* Aim *
Output as a JSON list of strings the lines in the entries below, starting at the line that contains "Target: wrist" and ending at the last line, one string per line with blank lines omitted.

--------------------------------------------------

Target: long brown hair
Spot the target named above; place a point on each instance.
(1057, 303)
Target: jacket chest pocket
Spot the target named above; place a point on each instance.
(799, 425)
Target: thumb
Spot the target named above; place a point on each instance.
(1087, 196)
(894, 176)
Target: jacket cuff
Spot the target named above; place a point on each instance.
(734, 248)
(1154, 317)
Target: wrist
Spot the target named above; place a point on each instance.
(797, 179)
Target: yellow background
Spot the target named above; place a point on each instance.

--------------------------------------------------

* Task response *
[
  "Target: wrist",
  "Spot the target named above; place a point on each instance.",
  "(797, 179)",
  "Target: yellow background",
  "Spot the target named above; place a point on each instance."
]